──────── Texto para análise ────────
A desnutrição relacionada à doença é comum entre pacientes oncológicos. Tal problema pode se tornar ainda maior em pacientes com câncer em áreas da cabeça e do pescoço, uma vez que as alterações fisiológicas provocadas pelo tumor e os efeitos colaterais dos tratamentos podem prejudicar a manutenção de um estado nutricional adequado, sobretudo por via oral1,2,3. Não por menos, a nutrição parenteral para pacientes com câncer de cabeça e pescoço pode ser prescrita em determinados contextos, embora isso não seja frequente.

Quadros de perda de peso involuntárias atingem entre 35% e 60% desses pacientes já no momento do diagnóstico. Isso quase sempre é acompanhado de catabolismo intenso e da presença de citocinas inflamatórias que induzem a proteólise, a hipófise e a gliconeogênese3. Esses números tendem a piorar a partir da introdução de determinadas terapias que, normalmente, estão acompanhados de graus consideráveis de toxicidade.

 

Informações relevantes para todos os pacientes oncológicos

Uma série de cuidados com parâmetros nutricionais deve ser aplicada a todos os pacientes oncológicos, independentemente do local em que o tumor se desenvolve. Como apontam as diretrizes da ESPEN (The European Society for Clinical Nutrition and Metabolism), entre tais cuidados devem estar a avaliação para detectar o risco e a presença de desequilíbrios nutricionais de forma precoce, desde os primeiros estágios do diagnóstico e, posteriormente, durante todo o tratamento4.
──────── Informações extraídas ────────
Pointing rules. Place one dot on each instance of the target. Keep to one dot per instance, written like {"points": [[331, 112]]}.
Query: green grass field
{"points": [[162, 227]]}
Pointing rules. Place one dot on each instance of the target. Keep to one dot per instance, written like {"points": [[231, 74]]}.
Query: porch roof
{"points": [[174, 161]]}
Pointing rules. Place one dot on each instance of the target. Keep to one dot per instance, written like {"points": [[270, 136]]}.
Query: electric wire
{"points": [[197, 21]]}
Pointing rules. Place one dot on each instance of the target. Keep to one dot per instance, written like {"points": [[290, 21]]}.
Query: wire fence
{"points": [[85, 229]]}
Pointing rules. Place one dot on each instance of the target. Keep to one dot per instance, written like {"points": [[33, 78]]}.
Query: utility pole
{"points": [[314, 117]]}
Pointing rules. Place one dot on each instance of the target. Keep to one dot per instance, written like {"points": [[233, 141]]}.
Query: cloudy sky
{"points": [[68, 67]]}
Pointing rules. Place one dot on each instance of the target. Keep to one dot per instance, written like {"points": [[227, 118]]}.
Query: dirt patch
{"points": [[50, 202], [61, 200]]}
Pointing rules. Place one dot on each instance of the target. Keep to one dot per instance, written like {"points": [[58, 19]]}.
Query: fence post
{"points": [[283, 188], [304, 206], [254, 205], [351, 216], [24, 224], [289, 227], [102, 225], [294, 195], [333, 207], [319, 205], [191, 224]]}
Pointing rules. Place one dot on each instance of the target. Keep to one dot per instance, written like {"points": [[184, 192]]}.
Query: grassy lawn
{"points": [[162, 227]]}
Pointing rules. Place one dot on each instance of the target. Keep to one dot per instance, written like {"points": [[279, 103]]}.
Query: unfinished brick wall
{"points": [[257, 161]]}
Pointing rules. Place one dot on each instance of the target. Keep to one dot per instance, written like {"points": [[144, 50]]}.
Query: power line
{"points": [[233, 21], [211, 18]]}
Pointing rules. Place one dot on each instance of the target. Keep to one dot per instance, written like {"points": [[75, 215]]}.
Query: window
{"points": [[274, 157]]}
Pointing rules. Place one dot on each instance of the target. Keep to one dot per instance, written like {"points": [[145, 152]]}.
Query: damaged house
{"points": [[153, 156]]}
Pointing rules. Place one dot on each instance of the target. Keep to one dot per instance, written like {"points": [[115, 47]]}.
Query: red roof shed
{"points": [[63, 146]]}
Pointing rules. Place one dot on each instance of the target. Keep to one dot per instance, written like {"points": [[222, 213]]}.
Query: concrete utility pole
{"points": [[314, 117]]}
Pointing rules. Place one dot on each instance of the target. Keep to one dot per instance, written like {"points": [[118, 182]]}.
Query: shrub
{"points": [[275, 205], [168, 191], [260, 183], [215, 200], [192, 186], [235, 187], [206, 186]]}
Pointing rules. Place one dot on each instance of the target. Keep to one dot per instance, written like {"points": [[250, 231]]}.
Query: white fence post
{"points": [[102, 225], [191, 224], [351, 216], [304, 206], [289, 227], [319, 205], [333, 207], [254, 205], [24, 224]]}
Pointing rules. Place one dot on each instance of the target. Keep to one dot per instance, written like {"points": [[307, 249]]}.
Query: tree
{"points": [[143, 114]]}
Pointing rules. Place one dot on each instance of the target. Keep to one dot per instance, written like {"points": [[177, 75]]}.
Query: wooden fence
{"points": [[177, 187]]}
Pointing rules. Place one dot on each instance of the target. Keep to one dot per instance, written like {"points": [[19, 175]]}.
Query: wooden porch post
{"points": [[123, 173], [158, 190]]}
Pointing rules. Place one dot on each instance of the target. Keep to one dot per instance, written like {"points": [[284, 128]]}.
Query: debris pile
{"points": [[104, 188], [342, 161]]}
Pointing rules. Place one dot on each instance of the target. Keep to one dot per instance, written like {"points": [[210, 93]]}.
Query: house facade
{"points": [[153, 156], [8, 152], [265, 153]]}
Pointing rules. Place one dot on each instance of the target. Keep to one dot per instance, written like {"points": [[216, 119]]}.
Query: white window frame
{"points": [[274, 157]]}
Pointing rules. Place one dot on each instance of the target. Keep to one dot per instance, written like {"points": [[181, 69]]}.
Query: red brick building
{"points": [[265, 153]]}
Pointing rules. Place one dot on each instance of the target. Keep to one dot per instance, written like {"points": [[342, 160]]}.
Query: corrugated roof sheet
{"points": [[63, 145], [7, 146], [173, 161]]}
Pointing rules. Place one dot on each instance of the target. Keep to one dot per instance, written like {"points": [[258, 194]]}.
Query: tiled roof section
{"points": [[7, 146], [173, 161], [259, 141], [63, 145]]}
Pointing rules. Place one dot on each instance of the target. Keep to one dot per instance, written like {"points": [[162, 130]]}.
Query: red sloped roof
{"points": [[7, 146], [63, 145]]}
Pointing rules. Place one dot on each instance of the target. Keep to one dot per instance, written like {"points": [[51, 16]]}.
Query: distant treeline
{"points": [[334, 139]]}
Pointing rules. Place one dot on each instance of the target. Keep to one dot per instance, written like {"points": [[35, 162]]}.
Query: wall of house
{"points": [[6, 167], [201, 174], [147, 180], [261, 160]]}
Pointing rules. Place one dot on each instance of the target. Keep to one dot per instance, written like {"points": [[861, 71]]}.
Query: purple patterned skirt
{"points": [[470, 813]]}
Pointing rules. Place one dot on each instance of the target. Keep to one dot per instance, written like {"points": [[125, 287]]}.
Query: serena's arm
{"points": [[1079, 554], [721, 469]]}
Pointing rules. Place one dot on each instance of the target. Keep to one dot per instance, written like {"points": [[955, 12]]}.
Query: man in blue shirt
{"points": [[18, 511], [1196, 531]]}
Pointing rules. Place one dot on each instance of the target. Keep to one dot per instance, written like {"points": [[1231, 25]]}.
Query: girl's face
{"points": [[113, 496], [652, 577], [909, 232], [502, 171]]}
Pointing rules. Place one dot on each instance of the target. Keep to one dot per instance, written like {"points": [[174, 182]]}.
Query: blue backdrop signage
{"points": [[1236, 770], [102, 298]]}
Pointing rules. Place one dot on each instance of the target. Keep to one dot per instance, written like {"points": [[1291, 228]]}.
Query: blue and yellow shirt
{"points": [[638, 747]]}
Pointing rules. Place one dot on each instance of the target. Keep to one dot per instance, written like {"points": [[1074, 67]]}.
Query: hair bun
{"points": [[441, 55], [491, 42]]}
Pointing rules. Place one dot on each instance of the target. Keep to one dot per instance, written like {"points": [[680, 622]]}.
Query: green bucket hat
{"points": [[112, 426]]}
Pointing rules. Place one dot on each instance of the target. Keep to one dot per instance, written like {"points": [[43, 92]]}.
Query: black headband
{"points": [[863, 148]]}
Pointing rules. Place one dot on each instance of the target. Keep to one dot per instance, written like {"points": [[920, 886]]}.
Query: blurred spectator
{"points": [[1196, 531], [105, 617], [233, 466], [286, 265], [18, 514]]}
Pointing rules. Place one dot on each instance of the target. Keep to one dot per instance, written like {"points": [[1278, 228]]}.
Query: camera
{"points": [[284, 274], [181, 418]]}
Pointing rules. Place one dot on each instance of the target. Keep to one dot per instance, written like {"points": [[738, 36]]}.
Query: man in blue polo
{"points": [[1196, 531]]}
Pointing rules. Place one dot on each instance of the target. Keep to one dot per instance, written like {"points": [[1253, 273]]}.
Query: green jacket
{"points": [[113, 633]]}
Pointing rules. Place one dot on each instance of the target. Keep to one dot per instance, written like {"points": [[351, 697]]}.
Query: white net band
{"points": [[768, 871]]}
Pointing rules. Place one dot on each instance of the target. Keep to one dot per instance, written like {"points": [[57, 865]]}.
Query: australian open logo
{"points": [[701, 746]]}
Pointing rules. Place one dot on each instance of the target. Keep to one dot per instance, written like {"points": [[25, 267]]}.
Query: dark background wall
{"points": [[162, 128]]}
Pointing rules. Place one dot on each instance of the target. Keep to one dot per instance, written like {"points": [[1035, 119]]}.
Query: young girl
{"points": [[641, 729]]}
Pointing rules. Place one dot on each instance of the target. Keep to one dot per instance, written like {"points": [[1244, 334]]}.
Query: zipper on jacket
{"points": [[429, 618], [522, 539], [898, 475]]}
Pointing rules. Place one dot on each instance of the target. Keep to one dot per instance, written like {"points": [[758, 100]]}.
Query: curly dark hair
────────
▸ **Tarefa 1**:
Segundo o texto para análise, por que a desnutrição pode se tornar um problema ainda maior em pacientes com câncer de cabeça e pescoço? Responda em uma a três frases.
▸ **Tarefa 2**:
Responda com base no texto para análise:
(a) Que porcentagem desses pacientes já apresenta perda de peso involuntária no momento do diagnóstico?
(b) Por extenso, qual é o nome da entidade indicada pela sigla ESPEN?
(c) Segundo as diretrizes da ESPEN, a partir de quando e até quando deve ser feita a avaliação do risco e da presença de desequilíbrios nutricionais?
As entradas não são necessárias para realizar as tarefas.

▸ **Resposta escrita 1**:
As alterações fisiológicas provocadas pelo tumor e os efeitos colaterais dos tratamentos podem prejudicar a manutenção de um estado nutricional adequado nesses pacientes. Isso ocorre sobretudo na alimentação por via oral.

▸ **Resposta escrita 2**:
(a) Entre 35% e 60%.
(b) The European Society for Clinical Nutrition and Metabolism.
(c) Desde os primeiros estágios do diagnóstico e, depois, durante todo o tratamento.